**DOCUMENT PASSAGE**:
Sir John Winthrop Hackett Sr.  (4 February 184819 February 1916), generally known as "Winthrop Hackett", was a proprietor and editor of several newspapers in Western Australia, a politician and a university chancellor.

Early life
Hackett was born near Bray, County Wicklow, Ireland, the eldest child of the Rev. John Winthrop Hackett, M.A., and his wife, Jane Sophia Monck-Mason, (daughter of Henry Monck-Mason, LL.D.). Educated at Trinity College, Dublin, he graduated BA in 1871 and MA in 1874. He was called to the Irish bar in 1874, but emigrated to Sydney, in 1875 where he was called to the New South Wales bar in the same year.

Career
Hackett took up journalism and contributed to the Sydney Morning Herald, but in 1876 went to Melbourne to become vice-principal and tutor in law, logic and political economy, at Trinity College. He also contributed to The Age and the Melbourne Review. In 1880 he was a candidate for Normanby at an election for the Victorian Legislative Assembly as an advanced liberal, but was badly defeated and lost his deposit.

At a later election Hackett was opposed to John Madden, and this time lost by only a small margin. At the end of 1882 he resigned his positions at Trinity College and went to Western Australia to become a squatter in the Gascoyne district. Among other properties, he took up Wooramel Station; his first season was a bad one and he decided to give up the land. He joined forces with Charles Harper, the proprietor of The West Australian, and very soon his influence on this paper began to be felt. 

The Western Mail was established in 1885 and both papers became prosperous. In 1887 Hackett became editor of The West Australian and was a strong advocate of responsible government. Western Australia received its constitution in 1890, and Alexander Forrest selected Hackett as the first man to be asked to join the nominee Western Australian Legislative Council. 

The population of the colony was still under 50,000 but was beginning to rise, and the discovery of gold accelerated this. The newspapers grew with the population and became very valuable properties. Hackett, as editor, was writing a daily leading article, and was also the business manager.

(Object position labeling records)

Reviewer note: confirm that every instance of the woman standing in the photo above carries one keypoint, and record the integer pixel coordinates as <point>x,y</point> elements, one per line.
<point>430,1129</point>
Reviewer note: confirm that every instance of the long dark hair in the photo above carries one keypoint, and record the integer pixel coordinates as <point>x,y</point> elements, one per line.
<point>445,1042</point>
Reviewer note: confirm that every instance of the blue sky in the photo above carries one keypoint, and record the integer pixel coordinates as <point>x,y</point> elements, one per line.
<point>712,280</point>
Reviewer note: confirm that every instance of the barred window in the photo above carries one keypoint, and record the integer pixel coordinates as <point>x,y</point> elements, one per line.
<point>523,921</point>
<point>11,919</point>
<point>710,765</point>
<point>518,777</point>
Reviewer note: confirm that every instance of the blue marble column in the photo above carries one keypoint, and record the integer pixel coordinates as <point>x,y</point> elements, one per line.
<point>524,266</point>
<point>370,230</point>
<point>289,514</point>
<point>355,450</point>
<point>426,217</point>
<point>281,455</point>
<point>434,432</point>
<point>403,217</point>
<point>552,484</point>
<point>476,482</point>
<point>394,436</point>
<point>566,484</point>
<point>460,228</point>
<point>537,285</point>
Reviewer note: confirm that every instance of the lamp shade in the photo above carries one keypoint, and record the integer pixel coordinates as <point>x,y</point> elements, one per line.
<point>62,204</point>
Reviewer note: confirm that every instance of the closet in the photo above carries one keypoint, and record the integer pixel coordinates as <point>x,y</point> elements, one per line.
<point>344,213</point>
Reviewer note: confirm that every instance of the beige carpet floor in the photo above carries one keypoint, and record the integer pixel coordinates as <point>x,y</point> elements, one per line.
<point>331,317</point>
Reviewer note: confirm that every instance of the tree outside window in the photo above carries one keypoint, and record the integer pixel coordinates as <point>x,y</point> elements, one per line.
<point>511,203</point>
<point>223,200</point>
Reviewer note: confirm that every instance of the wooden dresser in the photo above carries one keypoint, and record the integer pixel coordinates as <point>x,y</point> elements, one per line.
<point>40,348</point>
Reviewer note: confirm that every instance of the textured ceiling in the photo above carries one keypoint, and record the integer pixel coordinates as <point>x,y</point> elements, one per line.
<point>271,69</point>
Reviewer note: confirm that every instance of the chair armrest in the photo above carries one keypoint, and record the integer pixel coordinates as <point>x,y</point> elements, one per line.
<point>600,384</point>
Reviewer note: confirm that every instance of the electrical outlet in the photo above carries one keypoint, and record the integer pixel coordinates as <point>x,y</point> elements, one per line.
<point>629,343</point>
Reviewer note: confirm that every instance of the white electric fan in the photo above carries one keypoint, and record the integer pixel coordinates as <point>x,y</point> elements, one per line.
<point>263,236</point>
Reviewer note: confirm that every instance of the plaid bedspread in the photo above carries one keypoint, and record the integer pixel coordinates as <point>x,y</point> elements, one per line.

**DIRECTIONS**:
a) In what year did Hackett become editor of The West Australian, according to the Winthrop Hackett biography?
b) In the records, take the lines from the start through the line with "<point>430,1129</point>", change "woman standing" to "person standing", and give back those lines with nothing else altered.
The Winthrop Hackett biography and the records come from separate, unrelated sources.

**ANSWERS PROVIDED**:
a) 1887

b)
Reviewer note: confirm that every instance of the person standing in the photo above carries one keypoint, and record the integer pixel coordinates as <point>x,y</point> elements, one per line.
<point>430,1129</point>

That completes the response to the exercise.